(Objectives):
**A.** Answer these questions about the post on bleach and aluminum corrosion:
(i) After how many days, and at about what magnification, do the images show the worst pit?
(ii) By about how much did the Puriclean Aqua Mega Tabs treatment reduce weight loss?
(iii) What concentration and contact time does the Water Quality Association recommend for sanitizing with hydrogen peroxide?
**B.** Could you pick up the post on bleach and aluminum corrosion after its final sentence and carry it on?

(Source document):
Monday, September 29, 2014

Bleach and Aluminum Corrosion

Rev. 10-14-2014

I've got a series of 4 articles on water treatment coming out in the next few months, describing a simple approach, soup to nuts. One of the more interesting things to come of it is a treatment that seems safer for aluminum tanks. Both of these images show the worst pit after 14 days, at about 200 magnifications.

Puriclean Aqua Mega Tabs, 1 ppm free chlorine. Later I determined that I could lower the dose 4x below this and still maintain the same free chlorine due to the cyanurate buffering. Overall, the surface has been smoothed rather than pitted, with ~ 50% reduction in weight loss.

Both photos are same magnification; the bleach roughened the surface more.

So expect 10-20x less than this.


Bleach 1ppm, free chlorine.

Safer for aluminum tanks? That is my impression, particularly if the dose is lowered below manufacture recommendations to the lowest effective dose, but more confirmation work is needed.

What about hydrogen peroxide? During the writing of my water treatment articles, numerous sailors asked me to consider H2O2 as an alternative to bleach for aluminum tanks. One problem, of course, the lack of established standards for sanitizing with hydrogen peroxide. The Water Quality Association (certifying organization, similar to NSF) recommends 30,000 ppm hydrogen peroxide (3%), which is full-strength drug store peroxide, and 3 hours contact is required. Compare this to 30 ppm for bleach with a required contact time of 1 minute. There is no recommendation for routine use, but health approvals place and absolute limit of 1000 ppm peroxide, which is most likely below the effective dose. Not at all practical, and any stories of effectiveness at lower levels from cruisers are anecdotal and probably not based upon any science.

(Data excerpt):
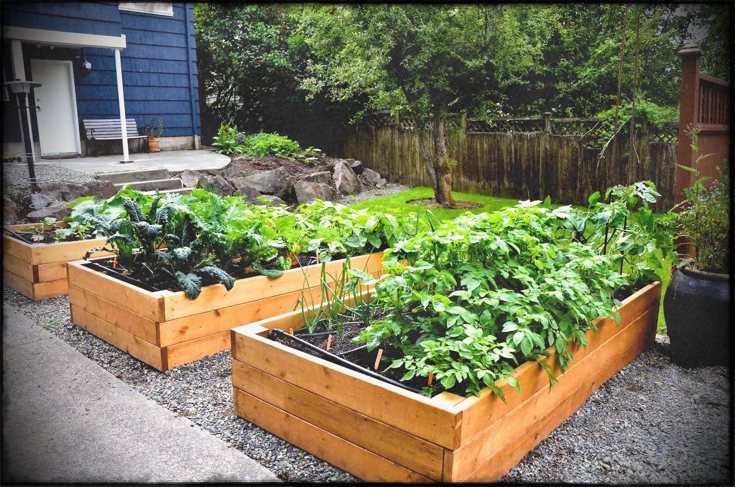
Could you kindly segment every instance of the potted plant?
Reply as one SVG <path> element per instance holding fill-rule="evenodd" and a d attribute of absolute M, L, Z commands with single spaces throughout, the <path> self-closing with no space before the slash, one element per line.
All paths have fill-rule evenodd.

(Results of the tasks):
**A.**
(i) After 14 days, at about 200 magnifications.
(ii) About 50%.
(iii) 30,000 ppm (3%) hydrogen peroxide, with 3 hours of contact.

**B.**
But just for laughs I did some corrosion test, using 3000 ppm peroxide for 4 days (ASTM D1384 test coupons at 65F).

No pitting... but remember this would have taken 40 pint bottles to sanitize a 25 gallon tank, even then using only 10% of the WCA recommended dose. Not practical.

  • Aluminum. Minor discoloration, no pitting.
  • Brass. Minor discoloration
  • Copper. Minor discoloration
  • Solder. significant corrosion, about like bleach on aluminum. Expect premature failure.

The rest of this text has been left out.